“The Warm Heart of Africa”
The Republic of Malawi
Malawi is located in Southeast Africa, bordered by Zambia to the northwest, Tanzania to the northeast, and Mozambique on the east, south and west. It’s over 45,560 sq mi (118,000 km2) with more than 14 million people. The capital city is Lilongwe. The official languages are English and Chichewa.
The population is made up of over nine different ethnic groups – the largest group, the Chewa, makes up 32%. The country follows a multi-party democratic government with a president and vice president. It is a predominantly Christian nation, however there is a sizeable group of Muslims as well as smaller groups of Jews, Rastafarians, Hindus, Baha’is and local tribal religious groups.
Malawi went through a series of colonizations in its history. The country was formed by migrating Bantu tribes from the north during the 10th century and remained under various forms of tribal rule until the late 1900s. Like much of Africa, Malawi (or Nyasaland as it was known at the time) was colonized by the British and an official colonial government was formed in 1891. In 1953, Nyasaland became semi-independent as part of the Central African Federation (CAF) and gained full independence in 1964 when it was renamed Malawi.

**Information given**
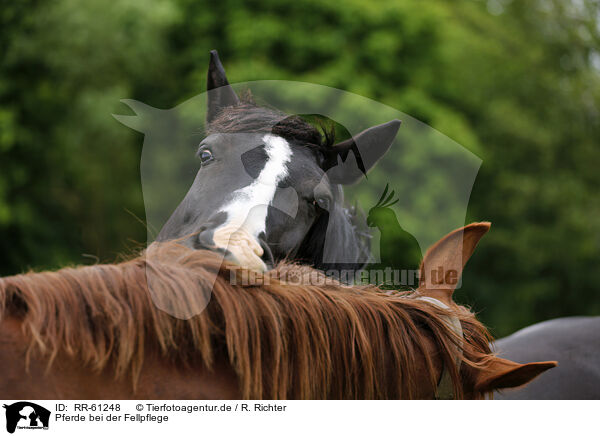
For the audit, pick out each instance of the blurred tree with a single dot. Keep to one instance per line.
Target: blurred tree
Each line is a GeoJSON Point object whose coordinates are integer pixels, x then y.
{"type": "Point", "coordinates": [515, 82]}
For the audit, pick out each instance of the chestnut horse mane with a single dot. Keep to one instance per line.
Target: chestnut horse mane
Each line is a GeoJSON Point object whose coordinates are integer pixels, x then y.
{"type": "Point", "coordinates": [283, 340]}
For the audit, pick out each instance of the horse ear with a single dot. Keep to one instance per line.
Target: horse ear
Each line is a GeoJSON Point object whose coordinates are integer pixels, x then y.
{"type": "Point", "coordinates": [502, 374]}
{"type": "Point", "coordinates": [220, 93]}
{"type": "Point", "coordinates": [344, 167]}
{"type": "Point", "coordinates": [443, 264]}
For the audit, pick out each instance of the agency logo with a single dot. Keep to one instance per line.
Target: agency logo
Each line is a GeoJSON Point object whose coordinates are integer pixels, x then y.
{"type": "Point", "coordinates": [24, 415]}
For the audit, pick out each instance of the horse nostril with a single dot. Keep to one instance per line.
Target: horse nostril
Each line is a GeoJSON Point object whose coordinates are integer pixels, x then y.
{"type": "Point", "coordinates": [267, 256]}
{"type": "Point", "coordinates": [205, 239]}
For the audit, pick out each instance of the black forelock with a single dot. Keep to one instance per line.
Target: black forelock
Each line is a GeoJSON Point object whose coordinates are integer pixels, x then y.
{"type": "Point", "coordinates": [247, 117]}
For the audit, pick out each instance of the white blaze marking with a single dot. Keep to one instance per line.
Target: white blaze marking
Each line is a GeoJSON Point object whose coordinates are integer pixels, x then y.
{"type": "Point", "coordinates": [247, 211]}
{"type": "Point", "coordinates": [243, 208]}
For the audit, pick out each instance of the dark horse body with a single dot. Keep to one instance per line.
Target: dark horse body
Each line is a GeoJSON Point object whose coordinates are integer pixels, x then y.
{"type": "Point", "coordinates": [574, 342]}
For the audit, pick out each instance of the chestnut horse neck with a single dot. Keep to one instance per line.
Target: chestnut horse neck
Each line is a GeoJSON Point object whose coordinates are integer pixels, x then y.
{"type": "Point", "coordinates": [282, 340]}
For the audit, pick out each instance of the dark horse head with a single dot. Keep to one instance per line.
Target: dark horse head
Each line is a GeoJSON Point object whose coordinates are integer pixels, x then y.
{"type": "Point", "coordinates": [269, 185]}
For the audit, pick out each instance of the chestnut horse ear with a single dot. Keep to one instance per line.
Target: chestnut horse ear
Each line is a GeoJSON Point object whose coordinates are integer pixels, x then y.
{"type": "Point", "coordinates": [502, 374]}
{"type": "Point", "coordinates": [220, 93]}
{"type": "Point", "coordinates": [350, 160]}
{"type": "Point", "coordinates": [443, 264]}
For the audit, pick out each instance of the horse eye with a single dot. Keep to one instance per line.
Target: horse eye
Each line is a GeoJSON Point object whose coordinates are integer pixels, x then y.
{"type": "Point", "coordinates": [322, 202]}
{"type": "Point", "coordinates": [206, 156]}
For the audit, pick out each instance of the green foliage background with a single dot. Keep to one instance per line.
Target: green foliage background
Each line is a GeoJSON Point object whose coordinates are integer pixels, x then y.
{"type": "Point", "coordinates": [516, 82]}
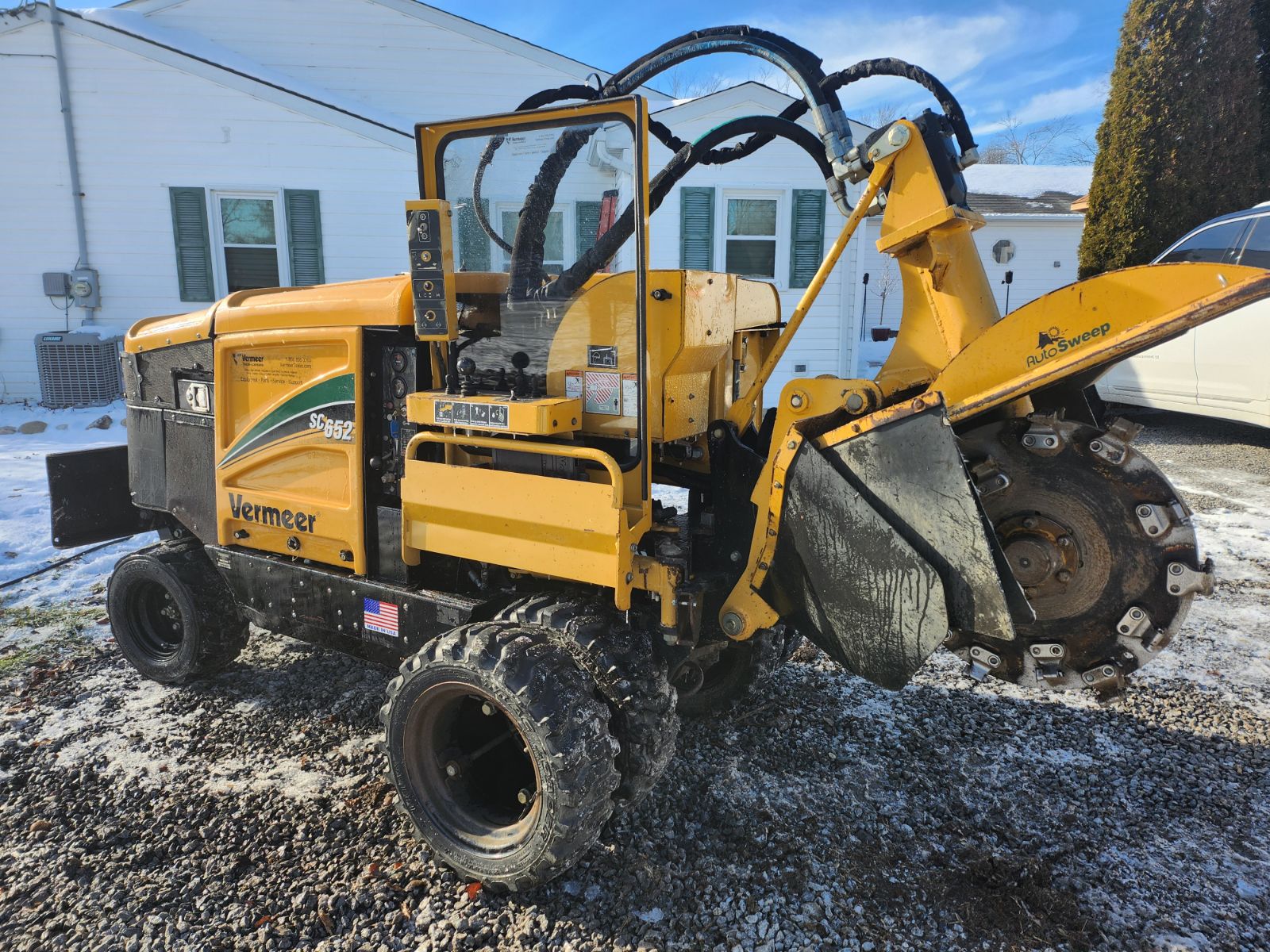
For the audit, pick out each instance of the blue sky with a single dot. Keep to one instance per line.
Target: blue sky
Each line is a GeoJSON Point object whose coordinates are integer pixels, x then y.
{"type": "Point", "coordinates": [1034, 60]}
{"type": "Point", "coordinates": [1030, 59]}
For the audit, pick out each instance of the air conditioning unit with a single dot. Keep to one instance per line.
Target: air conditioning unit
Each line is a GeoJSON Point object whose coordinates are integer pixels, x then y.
{"type": "Point", "coordinates": [78, 368]}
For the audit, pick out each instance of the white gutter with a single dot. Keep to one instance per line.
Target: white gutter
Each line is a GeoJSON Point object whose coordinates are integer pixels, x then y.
{"type": "Point", "coordinates": [69, 127]}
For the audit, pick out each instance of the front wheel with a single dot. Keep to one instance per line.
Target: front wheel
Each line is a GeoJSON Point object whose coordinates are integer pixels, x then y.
{"type": "Point", "coordinates": [171, 616]}
{"type": "Point", "coordinates": [501, 753]}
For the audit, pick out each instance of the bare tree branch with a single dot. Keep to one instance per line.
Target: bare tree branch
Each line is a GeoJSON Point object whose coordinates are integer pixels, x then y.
{"type": "Point", "coordinates": [685, 86]}
{"type": "Point", "coordinates": [1052, 143]}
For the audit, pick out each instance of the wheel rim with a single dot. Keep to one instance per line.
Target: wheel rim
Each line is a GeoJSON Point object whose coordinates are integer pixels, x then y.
{"type": "Point", "coordinates": [156, 619]}
{"type": "Point", "coordinates": [470, 763]}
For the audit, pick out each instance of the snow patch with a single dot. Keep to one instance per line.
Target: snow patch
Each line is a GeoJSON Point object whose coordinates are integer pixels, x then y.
{"type": "Point", "coordinates": [1029, 181]}
{"type": "Point", "coordinates": [25, 543]}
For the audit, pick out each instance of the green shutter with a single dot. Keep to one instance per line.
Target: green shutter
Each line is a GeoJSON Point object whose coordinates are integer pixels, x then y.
{"type": "Point", "coordinates": [473, 240]}
{"type": "Point", "coordinates": [806, 235]}
{"type": "Point", "coordinates": [696, 228]}
{"type": "Point", "coordinates": [304, 236]}
{"type": "Point", "coordinates": [194, 247]}
{"type": "Point", "coordinates": [586, 226]}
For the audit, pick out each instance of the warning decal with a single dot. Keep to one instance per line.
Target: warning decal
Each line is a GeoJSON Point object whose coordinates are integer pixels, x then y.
{"type": "Point", "coordinates": [602, 393]}
{"type": "Point", "coordinates": [630, 395]}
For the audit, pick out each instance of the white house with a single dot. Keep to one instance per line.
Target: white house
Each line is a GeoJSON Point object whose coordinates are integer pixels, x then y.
{"type": "Point", "coordinates": [188, 114]}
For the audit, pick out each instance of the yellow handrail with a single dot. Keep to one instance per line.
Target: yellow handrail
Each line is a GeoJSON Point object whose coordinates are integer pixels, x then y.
{"type": "Point", "coordinates": [521, 446]}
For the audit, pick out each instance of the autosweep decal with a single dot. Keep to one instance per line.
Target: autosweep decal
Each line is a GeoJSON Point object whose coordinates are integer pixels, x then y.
{"type": "Point", "coordinates": [327, 408]}
{"type": "Point", "coordinates": [1054, 342]}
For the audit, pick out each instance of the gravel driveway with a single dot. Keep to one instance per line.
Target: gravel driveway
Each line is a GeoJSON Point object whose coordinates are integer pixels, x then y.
{"type": "Point", "coordinates": [249, 812]}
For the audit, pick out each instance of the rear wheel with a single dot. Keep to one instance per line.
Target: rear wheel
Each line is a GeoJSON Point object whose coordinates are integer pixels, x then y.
{"type": "Point", "coordinates": [629, 677]}
{"type": "Point", "coordinates": [173, 617]}
{"type": "Point", "coordinates": [501, 753]}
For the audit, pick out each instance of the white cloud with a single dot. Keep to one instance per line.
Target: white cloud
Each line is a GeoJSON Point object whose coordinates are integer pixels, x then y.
{"type": "Point", "coordinates": [948, 46]}
{"type": "Point", "coordinates": [1072, 101]}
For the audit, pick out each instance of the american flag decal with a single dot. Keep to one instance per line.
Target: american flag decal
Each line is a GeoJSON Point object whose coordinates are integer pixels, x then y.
{"type": "Point", "coordinates": [380, 616]}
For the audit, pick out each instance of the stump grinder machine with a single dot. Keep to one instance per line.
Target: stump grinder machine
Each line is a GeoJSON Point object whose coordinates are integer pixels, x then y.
{"type": "Point", "coordinates": [463, 470]}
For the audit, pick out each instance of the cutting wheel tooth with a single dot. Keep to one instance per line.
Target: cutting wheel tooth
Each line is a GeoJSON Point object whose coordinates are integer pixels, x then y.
{"type": "Point", "coordinates": [1183, 581]}
{"type": "Point", "coordinates": [983, 662]}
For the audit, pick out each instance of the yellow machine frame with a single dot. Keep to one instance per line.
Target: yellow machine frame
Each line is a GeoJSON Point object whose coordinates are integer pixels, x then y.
{"type": "Point", "coordinates": [952, 340]}
{"type": "Point", "coordinates": [560, 528]}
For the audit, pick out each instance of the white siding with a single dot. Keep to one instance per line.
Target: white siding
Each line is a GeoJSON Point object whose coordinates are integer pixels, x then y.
{"type": "Point", "coordinates": [144, 127]}
{"type": "Point", "coordinates": [823, 343]}
{"type": "Point", "coordinates": [1039, 240]}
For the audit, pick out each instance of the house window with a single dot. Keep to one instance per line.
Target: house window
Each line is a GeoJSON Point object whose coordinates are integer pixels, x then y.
{"type": "Point", "coordinates": [554, 238]}
{"type": "Point", "coordinates": [233, 240]}
{"type": "Point", "coordinates": [249, 232]}
{"type": "Point", "coordinates": [751, 236]}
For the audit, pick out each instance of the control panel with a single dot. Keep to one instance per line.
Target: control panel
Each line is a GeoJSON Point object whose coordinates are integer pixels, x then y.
{"type": "Point", "coordinates": [432, 266]}
{"type": "Point", "coordinates": [541, 416]}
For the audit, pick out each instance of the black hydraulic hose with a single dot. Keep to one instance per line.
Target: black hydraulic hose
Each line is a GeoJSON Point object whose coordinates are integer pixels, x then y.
{"type": "Point", "coordinates": [835, 82]}
{"type": "Point", "coordinates": [530, 244]}
{"type": "Point", "coordinates": [535, 102]}
{"type": "Point", "coordinates": [691, 155]}
{"type": "Point", "coordinates": [802, 65]}
{"type": "Point", "coordinates": [799, 63]}
{"type": "Point", "coordinates": [891, 67]}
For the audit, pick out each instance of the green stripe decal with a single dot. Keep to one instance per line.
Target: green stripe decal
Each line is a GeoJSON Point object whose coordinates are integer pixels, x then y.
{"type": "Point", "coordinates": [336, 390]}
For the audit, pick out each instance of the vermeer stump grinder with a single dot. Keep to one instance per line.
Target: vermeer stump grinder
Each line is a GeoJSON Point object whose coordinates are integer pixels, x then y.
{"type": "Point", "coordinates": [456, 470]}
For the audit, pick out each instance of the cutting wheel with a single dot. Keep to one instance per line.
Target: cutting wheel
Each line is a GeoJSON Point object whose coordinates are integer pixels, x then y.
{"type": "Point", "coordinates": [1100, 543]}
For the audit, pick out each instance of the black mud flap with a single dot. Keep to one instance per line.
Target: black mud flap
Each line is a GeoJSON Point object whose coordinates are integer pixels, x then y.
{"type": "Point", "coordinates": [883, 549]}
{"type": "Point", "coordinates": [89, 498]}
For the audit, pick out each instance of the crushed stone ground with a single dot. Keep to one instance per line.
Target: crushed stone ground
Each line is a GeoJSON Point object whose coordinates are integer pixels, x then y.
{"type": "Point", "coordinates": [249, 812]}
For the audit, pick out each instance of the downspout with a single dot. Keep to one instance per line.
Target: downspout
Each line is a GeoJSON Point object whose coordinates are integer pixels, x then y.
{"type": "Point", "coordinates": [67, 125]}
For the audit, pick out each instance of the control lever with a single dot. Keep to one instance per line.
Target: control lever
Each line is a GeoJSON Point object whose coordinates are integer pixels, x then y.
{"type": "Point", "coordinates": [467, 385]}
{"type": "Point", "coordinates": [521, 387]}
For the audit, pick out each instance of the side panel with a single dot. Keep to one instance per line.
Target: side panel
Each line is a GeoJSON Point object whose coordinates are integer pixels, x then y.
{"type": "Point", "coordinates": [289, 443]}
{"type": "Point", "coordinates": [565, 528]}
{"type": "Point", "coordinates": [88, 494]}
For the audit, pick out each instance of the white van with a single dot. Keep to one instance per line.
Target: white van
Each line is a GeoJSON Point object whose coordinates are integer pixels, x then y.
{"type": "Point", "coordinates": [1221, 368]}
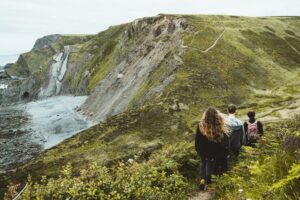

**Task list**
1) Please duplicate the part of the Malawi profile from "Malawi went through" up to and including "was renamed Malawi.".
2) According to the Malawi profile, is each statement true? (a) Lilongwe is the capital city. (b) The Chewa make up half of the population. (c) An official colonial government was formed in 1953.
You can ignore the lines above for this work.

**Answers given**
1)
Malawi went through a series of colonizations in its history. The country was formed by migrating Bantu tribes from the north during the 10th century and remained under various forms of tribal rule until the late 1900s. Like much of Africa, Malawi (or Nyasaland as it was known at the time) was colonized by the British and an official colonial government was formed in 1891. In 1953, Nyasaland became semi-independent as part of the Central African Federation (CAF) and gained full independence in 1964 when it was renamed Malawi.

2)
(a) Yes: "The capital city is Lilongwe."
(b) No: "the largest group, the Chewa, makes up 32%"
(c) No: "an official colonial government was formed in 1891"